Today, on Dr. Yoni Freedhoff’s Weighty Matters blog, public health ethicist Daniel S. Goldberg (of the Center for Bioethics & Humanities at the University of Colorado Anschutz Medical Campus) shares his thoughts on why conflicts of interest in academia should be acknowledged, rather than dismissed.
Highlights:
- “During her opening talk at last week’s Academy of Nutrition and Dietetics conference, President Lucille Beseler opined on the rising concerns over financial conflicts of interest among nutritionists and dietitians [by saying]: “I’m not so weak-minded that I would make a decision on receiving a pen.”
- “In the course of researching, writing, and teaching about conflicts of interest among health professionals for over a decade, what I have come to marvel at the most is the apparent ease with which leading health professionals insist on a kind of willful ignorance regarding the cognitive science underlying concerns over conflicts of interest (COI).”
- “This is amazing to me because of the irony: members of professions presumably dedicated to basing their practice on the best evidence proceed to engage concerns over COI with almost no awareness whatsoever of what the best evidence actually suggests regarding the impact of conflicts of interest on human behavior.”

▸ **What to do**
Copy out the full text about conflicts of interest among health professionals, word for word.

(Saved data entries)

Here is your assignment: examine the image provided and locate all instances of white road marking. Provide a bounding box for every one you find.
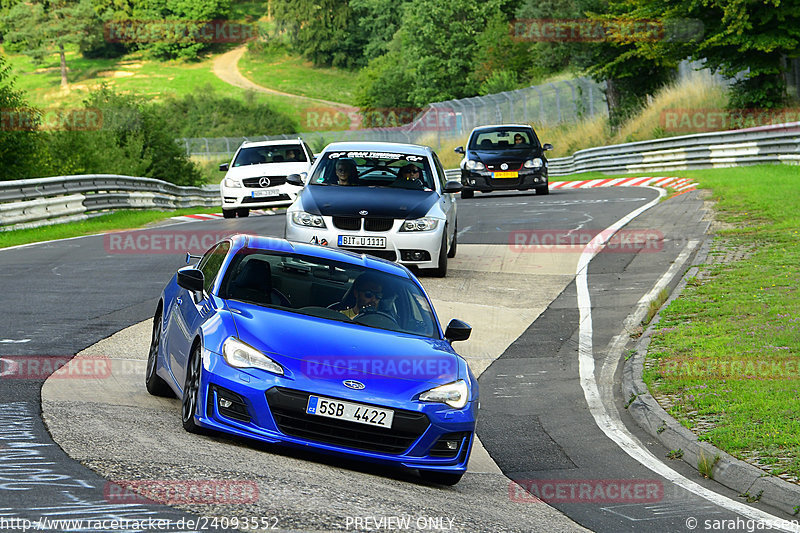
[575,189,800,532]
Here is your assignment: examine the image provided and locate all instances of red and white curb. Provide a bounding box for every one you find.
[172,209,277,222]
[550,177,697,192]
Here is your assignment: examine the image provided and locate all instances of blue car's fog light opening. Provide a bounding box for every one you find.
[209,385,250,422]
[222,337,283,375]
[428,431,470,457]
[419,379,469,409]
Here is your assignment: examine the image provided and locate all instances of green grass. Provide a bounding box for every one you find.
[239,47,357,108]
[5,47,322,117]
[644,165,800,477]
[0,208,220,248]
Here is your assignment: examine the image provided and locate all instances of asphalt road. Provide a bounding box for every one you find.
[0,188,791,531]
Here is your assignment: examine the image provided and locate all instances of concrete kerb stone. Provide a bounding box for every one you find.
[622,234,800,515]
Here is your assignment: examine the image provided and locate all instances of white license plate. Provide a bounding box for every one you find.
[252,189,281,198]
[306,396,394,428]
[339,235,386,248]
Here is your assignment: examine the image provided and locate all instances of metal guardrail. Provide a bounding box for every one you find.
[0,122,800,230]
[0,174,220,230]
[548,122,800,176]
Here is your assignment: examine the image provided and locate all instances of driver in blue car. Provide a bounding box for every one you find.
[342,273,383,318]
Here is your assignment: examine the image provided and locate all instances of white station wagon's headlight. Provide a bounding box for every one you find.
[292,211,327,228]
[222,337,283,376]
[419,379,469,409]
[400,217,439,231]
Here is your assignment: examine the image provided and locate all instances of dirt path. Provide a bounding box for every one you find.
[213,46,358,111]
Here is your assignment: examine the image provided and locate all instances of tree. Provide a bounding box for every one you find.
[4,0,102,88]
[0,55,40,180]
[131,0,231,59]
[272,0,365,67]
[625,0,800,108]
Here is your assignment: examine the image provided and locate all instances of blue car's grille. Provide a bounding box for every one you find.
[267,387,429,454]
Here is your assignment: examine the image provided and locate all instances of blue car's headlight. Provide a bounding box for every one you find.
[222,337,283,375]
[419,379,469,409]
[400,217,439,231]
[292,211,327,228]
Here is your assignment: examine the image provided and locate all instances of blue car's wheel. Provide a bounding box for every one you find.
[144,310,173,396]
[181,344,202,433]
[419,470,464,485]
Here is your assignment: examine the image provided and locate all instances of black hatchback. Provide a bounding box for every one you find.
[455,124,553,198]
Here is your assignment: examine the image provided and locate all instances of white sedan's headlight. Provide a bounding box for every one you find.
[400,217,439,231]
[222,337,283,375]
[292,211,327,228]
[419,379,469,409]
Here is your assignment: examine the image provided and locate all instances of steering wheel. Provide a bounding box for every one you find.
[353,307,400,327]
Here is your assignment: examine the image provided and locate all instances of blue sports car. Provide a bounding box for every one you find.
[145,235,478,484]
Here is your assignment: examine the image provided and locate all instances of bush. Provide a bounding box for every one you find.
[160,85,297,138]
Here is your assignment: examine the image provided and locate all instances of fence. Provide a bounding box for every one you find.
[177,78,608,158]
[0,174,220,230]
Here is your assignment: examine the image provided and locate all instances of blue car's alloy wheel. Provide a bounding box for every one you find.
[144,312,173,396]
[182,345,202,433]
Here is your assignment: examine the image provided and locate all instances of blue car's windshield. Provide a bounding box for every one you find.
[309,151,435,191]
[220,249,438,337]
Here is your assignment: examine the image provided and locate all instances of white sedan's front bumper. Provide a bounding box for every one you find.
[220,184,302,210]
[286,212,445,268]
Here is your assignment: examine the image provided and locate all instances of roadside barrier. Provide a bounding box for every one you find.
[0,122,800,230]
[0,174,220,230]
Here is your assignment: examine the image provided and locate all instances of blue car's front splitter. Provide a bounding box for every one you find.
[195,355,477,474]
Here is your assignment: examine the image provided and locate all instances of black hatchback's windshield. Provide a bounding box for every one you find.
[309,151,435,191]
[469,127,539,150]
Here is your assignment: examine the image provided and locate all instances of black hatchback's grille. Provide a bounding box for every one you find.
[242,176,286,189]
[364,218,394,231]
[333,217,361,231]
[267,387,429,454]
[486,161,522,172]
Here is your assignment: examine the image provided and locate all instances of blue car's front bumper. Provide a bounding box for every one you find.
[196,350,477,474]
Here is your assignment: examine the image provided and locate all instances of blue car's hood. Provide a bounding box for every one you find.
[228,301,465,390]
[301,185,439,219]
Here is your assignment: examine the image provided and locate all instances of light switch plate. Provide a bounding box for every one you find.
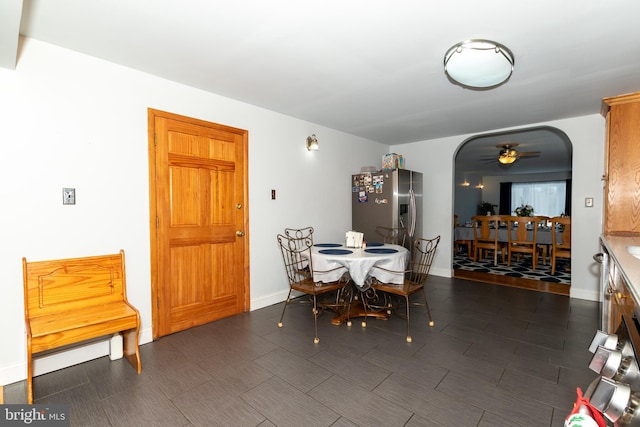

▸ **Reply to the task**
Today, on Dr. Yoni Freedhoff’s Weighty Matters blog, public health ethicist Daniel S. Goldberg (of the Center for Bioethics & Humanities at the University of Colorado Anschutz Medical Campus) shares his thoughts on why conflicts of interest in academia should be acknowledged, rather than dismissed.
Highlights:
- “During her opening talk at last week’s Academy of Nutrition and Dietetics conference, President Lucille Beseler opined on the rising concerns over financial conflicts of interest among nutritionists and dietitians [by saying]: “I’m not so weak-minded that I would make a decision on receiving a pen.”
- “In the course of researching, writing, and teaching about conflicts of interest among health professionals for over a decade, what I have come to marvel at the most is the apparent ease with which leading health professionals insist on a kind of willful ignorance regarding the cognitive science underlying concerns over conflicts of interest (COI).”
- “This is amazing to me because of the irony: members of professions presumably dedicated to basing their practice on the best evidence proceed to engage concerns over COI with almost no awareness whatsoever of what the best evidence actually suggests regarding the impact of conflicts of interest on human behavior.”